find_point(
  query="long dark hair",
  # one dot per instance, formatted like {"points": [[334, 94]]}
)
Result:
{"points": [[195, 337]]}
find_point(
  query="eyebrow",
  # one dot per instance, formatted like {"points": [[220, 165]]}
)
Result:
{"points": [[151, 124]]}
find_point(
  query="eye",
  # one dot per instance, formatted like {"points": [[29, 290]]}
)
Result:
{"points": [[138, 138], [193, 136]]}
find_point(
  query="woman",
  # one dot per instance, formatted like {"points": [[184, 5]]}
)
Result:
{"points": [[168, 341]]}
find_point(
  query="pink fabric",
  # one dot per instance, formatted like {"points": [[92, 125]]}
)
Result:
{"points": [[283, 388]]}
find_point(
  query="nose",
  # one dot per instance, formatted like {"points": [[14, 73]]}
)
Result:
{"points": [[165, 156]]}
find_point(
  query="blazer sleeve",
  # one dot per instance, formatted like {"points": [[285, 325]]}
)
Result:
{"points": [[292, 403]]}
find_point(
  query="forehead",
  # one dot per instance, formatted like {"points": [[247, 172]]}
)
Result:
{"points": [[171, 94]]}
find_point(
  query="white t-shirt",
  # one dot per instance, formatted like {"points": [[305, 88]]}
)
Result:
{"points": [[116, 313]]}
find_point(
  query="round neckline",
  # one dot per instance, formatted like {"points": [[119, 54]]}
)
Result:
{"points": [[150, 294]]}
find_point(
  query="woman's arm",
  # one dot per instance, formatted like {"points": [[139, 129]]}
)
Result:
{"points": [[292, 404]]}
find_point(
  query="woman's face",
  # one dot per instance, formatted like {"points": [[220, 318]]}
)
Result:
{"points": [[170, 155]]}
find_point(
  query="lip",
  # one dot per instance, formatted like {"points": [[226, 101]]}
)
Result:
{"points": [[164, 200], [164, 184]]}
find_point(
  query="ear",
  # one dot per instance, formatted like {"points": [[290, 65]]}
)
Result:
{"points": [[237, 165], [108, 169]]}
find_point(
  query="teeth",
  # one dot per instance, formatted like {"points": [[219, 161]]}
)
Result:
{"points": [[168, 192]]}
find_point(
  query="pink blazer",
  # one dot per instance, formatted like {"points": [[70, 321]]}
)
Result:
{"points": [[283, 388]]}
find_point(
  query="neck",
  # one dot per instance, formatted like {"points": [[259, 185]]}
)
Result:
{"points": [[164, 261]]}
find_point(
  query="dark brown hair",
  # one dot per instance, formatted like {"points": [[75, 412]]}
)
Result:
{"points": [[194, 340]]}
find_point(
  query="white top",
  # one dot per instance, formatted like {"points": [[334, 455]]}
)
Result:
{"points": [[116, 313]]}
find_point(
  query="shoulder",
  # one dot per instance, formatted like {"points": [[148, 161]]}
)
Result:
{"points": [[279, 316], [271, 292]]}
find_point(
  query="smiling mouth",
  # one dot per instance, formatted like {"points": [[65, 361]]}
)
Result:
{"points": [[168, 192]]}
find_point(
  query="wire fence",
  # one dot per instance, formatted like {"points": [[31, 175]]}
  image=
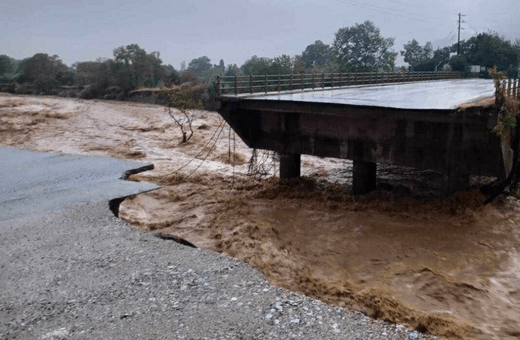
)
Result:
{"points": [[235, 85]]}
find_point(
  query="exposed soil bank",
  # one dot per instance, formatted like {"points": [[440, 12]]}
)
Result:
{"points": [[449, 268]]}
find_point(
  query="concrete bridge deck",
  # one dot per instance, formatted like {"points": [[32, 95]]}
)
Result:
{"points": [[429, 95], [425, 125]]}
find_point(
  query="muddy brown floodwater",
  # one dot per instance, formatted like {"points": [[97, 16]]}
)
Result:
{"points": [[447, 268]]}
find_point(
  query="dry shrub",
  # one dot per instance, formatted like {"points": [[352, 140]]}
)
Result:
{"points": [[10, 103]]}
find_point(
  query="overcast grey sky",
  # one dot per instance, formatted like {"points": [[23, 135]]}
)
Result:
{"points": [[233, 30]]}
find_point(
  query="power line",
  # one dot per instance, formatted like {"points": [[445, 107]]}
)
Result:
{"points": [[458, 40]]}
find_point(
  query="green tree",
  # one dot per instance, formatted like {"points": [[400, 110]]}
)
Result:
{"points": [[7, 65], [413, 53], [362, 48], [45, 72], [186, 98], [490, 49], [317, 54]]}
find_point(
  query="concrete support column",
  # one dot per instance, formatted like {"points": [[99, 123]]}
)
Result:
{"points": [[363, 177], [454, 183], [290, 165]]}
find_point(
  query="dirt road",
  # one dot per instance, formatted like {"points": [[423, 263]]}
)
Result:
{"points": [[447, 268]]}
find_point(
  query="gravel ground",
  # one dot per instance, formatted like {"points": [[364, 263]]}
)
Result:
{"points": [[84, 274]]}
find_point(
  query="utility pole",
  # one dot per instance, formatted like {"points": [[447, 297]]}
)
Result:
{"points": [[458, 40]]}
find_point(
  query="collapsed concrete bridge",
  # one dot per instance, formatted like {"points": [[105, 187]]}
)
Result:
{"points": [[441, 125]]}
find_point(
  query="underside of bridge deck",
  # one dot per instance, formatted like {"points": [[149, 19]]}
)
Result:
{"points": [[456, 142]]}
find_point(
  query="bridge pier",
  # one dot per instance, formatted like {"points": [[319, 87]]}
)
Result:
{"points": [[454, 183], [363, 178], [290, 165]]}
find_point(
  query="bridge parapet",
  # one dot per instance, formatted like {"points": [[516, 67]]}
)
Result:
{"points": [[236, 85]]}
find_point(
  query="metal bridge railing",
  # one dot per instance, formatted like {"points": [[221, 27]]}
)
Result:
{"points": [[235, 85]]}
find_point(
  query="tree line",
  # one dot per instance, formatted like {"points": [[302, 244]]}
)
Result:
{"points": [[360, 48]]}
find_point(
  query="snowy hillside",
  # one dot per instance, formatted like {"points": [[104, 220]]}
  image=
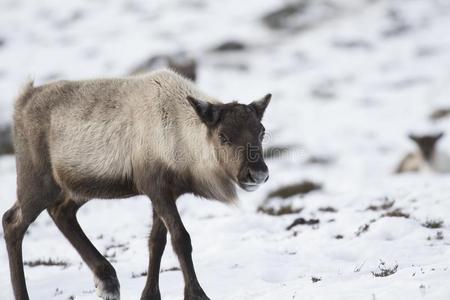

★ ★ ★

Exercise brief: Copy out all lines of the listing above that include "deck".

Answer to this task:
  query="concrete bridge deck",
  query="underside of bridge deck",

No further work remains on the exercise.